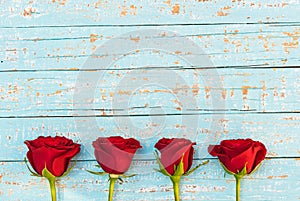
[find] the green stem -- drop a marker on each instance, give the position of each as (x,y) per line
(52,189)
(237,187)
(175,180)
(111,188)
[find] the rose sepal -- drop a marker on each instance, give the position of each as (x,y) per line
(161,167)
(96,173)
(30,170)
(68,170)
(195,168)
(239,174)
(51,178)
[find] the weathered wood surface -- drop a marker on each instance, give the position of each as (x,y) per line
(254,50)
(276,180)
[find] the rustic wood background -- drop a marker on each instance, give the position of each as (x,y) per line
(254,46)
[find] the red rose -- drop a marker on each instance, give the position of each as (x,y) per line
(172,151)
(114,154)
(54,153)
(235,154)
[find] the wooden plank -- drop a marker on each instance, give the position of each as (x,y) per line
(93,12)
(279,132)
(275,180)
(54,93)
(68,48)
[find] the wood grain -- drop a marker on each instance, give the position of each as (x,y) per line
(254,50)
(276,180)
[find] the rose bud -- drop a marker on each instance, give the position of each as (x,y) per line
(114,154)
(239,157)
(53,153)
(176,158)
(172,151)
(50,158)
(240,153)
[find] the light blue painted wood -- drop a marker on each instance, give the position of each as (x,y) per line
(52,93)
(254,44)
(279,132)
(68,48)
(276,180)
(70,13)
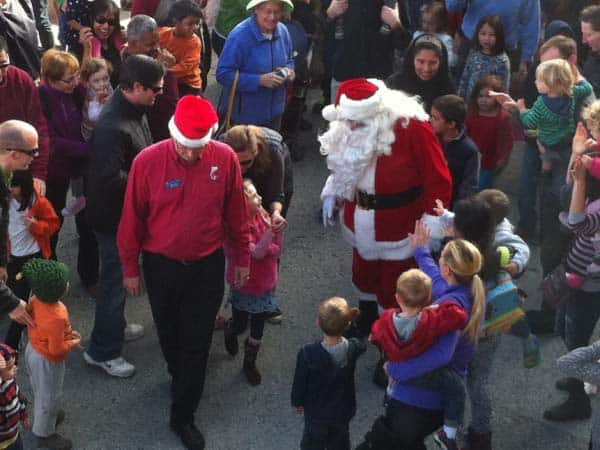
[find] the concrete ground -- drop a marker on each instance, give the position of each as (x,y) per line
(108,413)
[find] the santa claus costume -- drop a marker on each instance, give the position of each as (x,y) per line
(387,169)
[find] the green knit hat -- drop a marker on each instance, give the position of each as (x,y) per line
(48,279)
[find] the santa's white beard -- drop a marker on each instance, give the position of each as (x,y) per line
(349,153)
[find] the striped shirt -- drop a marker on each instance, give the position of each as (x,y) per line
(587,238)
(13,406)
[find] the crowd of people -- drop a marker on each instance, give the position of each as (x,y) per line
(423,102)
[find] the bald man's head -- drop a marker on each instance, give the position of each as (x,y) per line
(16,134)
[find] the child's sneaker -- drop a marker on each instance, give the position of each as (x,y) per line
(531,352)
(76,206)
(444,442)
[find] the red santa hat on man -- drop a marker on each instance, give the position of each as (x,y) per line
(356,99)
(194,122)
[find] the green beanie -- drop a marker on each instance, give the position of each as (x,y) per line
(48,278)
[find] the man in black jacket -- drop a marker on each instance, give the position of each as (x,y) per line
(18,147)
(121,133)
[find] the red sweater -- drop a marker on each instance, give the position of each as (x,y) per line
(19,99)
(180,211)
(493,136)
(434,322)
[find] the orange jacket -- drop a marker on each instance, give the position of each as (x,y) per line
(46,225)
(52,337)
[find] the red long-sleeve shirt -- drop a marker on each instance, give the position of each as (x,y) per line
(180,211)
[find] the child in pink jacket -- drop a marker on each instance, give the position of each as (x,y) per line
(257,296)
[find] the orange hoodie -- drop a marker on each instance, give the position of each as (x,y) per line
(52,337)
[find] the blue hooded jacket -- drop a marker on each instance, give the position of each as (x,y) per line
(254,54)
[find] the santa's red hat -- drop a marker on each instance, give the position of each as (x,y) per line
(194,122)
(356,99)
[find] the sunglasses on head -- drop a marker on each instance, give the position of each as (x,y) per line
(33,153)
(102,20)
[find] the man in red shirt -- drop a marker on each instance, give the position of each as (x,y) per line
(183,196)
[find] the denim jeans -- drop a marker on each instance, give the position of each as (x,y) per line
(528,180)
(107,337)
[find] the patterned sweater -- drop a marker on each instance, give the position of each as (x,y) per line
(480,65)
(13,406)
(554,127)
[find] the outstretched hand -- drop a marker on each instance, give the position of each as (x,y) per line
(420,237)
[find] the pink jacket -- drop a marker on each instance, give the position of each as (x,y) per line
(265,250)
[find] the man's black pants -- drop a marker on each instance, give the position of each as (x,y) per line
(185,298)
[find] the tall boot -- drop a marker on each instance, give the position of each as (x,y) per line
(231,343)
(479,441)
(250,370)
(575,407)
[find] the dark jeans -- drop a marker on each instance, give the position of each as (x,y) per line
(403,427)
(240,323)
(452,385)
(42,23)
(185,299)
(577,317)
(319,436)
(107,338)
(21,289)
(528,181)
(87,253)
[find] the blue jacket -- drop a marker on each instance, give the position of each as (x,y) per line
(247,50)
(453,349)
(521,20)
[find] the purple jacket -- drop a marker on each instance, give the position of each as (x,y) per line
(68,149)
(452,349)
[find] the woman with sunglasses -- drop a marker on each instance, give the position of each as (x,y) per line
(105,38)
(62,98)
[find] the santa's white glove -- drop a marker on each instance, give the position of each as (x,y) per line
(329,207)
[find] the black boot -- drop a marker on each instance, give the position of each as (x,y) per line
(231,343)
(575,407)
(479,441)
(250,370)
(567,384)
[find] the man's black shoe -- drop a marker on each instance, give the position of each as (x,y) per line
(190,435)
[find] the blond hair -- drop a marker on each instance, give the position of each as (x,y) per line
(557,75)
(591,115)
(465,261)
(414,287)
(335,316)
(55,63)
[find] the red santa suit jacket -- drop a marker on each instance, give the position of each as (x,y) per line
(417,159)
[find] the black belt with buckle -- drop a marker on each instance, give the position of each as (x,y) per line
(388,201)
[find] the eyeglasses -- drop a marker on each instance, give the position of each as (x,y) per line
(155,89)
(33,153)
(102,20)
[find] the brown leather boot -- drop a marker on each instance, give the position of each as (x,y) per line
(250,370)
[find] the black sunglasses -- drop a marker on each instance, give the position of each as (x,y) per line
(155,89)
(102,20)
(33,153)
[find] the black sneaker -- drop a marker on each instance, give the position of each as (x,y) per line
(190,435)
(274,317)
(444,442)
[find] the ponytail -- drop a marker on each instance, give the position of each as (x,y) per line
(477,309)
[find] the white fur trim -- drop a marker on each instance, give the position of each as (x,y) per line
(192,143)
(360,109)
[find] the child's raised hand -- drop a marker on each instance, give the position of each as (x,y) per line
(420,237)
(439,209)
(580,140)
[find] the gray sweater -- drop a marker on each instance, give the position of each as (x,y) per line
(583,363)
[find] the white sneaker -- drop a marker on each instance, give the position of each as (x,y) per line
(117,367)
(133,331)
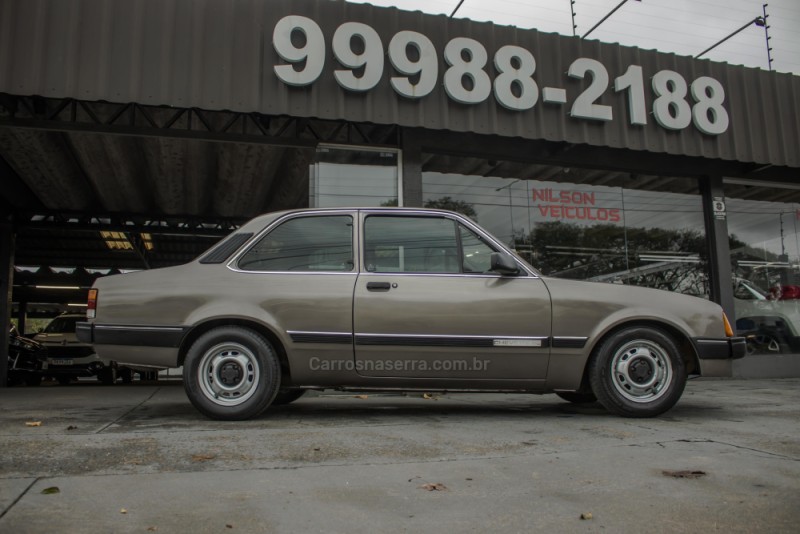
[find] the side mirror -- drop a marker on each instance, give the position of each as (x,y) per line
(504,264)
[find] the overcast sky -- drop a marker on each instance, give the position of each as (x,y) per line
(685,27)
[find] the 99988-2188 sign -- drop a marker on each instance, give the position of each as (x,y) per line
(415,62)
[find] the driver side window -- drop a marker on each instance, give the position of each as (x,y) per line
(476,254)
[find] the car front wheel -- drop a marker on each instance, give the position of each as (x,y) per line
(231,373)
(638,372)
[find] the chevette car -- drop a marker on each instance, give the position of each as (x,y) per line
(400,299)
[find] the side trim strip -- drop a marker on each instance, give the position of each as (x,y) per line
(567,342)
(338,338)
(451,341)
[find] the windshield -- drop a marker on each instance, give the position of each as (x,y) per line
(62,324)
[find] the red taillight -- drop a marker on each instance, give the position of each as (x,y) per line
(91,309)
(784,293)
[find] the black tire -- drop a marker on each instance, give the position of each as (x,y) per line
(107,375)
(231,373)
(638,372)
(287,396)
(33,380)
(577,397)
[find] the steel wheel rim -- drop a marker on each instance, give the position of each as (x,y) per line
(641,371)
(228,374)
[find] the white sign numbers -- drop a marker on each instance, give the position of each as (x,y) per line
(358,55)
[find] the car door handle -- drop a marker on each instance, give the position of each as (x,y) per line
(378,286)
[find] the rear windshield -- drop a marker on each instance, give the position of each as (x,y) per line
(62,324)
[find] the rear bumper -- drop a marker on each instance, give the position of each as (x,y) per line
(130,335)
(731,348)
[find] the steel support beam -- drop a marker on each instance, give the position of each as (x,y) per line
(6,285)
(719,252)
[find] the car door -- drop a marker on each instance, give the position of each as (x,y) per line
(426,304)
(301,275)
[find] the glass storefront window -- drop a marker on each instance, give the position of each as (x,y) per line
(765,263)
(354,177)
(588,232)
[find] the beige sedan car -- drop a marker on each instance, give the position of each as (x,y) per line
(399,299)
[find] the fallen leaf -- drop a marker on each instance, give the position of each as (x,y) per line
(686,473)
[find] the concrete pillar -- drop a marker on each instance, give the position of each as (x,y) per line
(6,285)
(719,252)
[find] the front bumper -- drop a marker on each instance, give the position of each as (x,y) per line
(731,348)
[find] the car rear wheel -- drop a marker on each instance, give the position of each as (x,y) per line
(231,373)
(638,372)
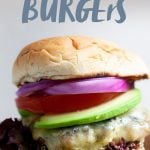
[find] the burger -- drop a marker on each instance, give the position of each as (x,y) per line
(78,93)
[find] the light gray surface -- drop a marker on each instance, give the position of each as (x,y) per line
(133,34)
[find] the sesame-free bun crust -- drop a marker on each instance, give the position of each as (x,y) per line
(72,57)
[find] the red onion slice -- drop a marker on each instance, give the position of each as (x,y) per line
(30,88)
(92,85)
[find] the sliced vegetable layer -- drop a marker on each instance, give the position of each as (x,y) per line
(56,104)
(115,107)
(78,86)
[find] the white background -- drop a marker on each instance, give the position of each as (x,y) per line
(133,34)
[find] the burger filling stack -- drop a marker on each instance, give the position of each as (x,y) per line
(78,93)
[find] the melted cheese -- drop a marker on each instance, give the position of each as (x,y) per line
(134,125)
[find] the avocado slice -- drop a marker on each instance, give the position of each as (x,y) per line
(115,107)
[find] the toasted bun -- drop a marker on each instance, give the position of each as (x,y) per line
(75,57)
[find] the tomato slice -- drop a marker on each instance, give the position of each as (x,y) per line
(49,104)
######
Work to complete.
Output exactly what runs from the line with "[find] the tomato" to the final line above, both lines included, and nothing else.

Response.
[find] the tomato slice -- drop a marker on each instance, give the position of each as (x,y) per line
(49,104)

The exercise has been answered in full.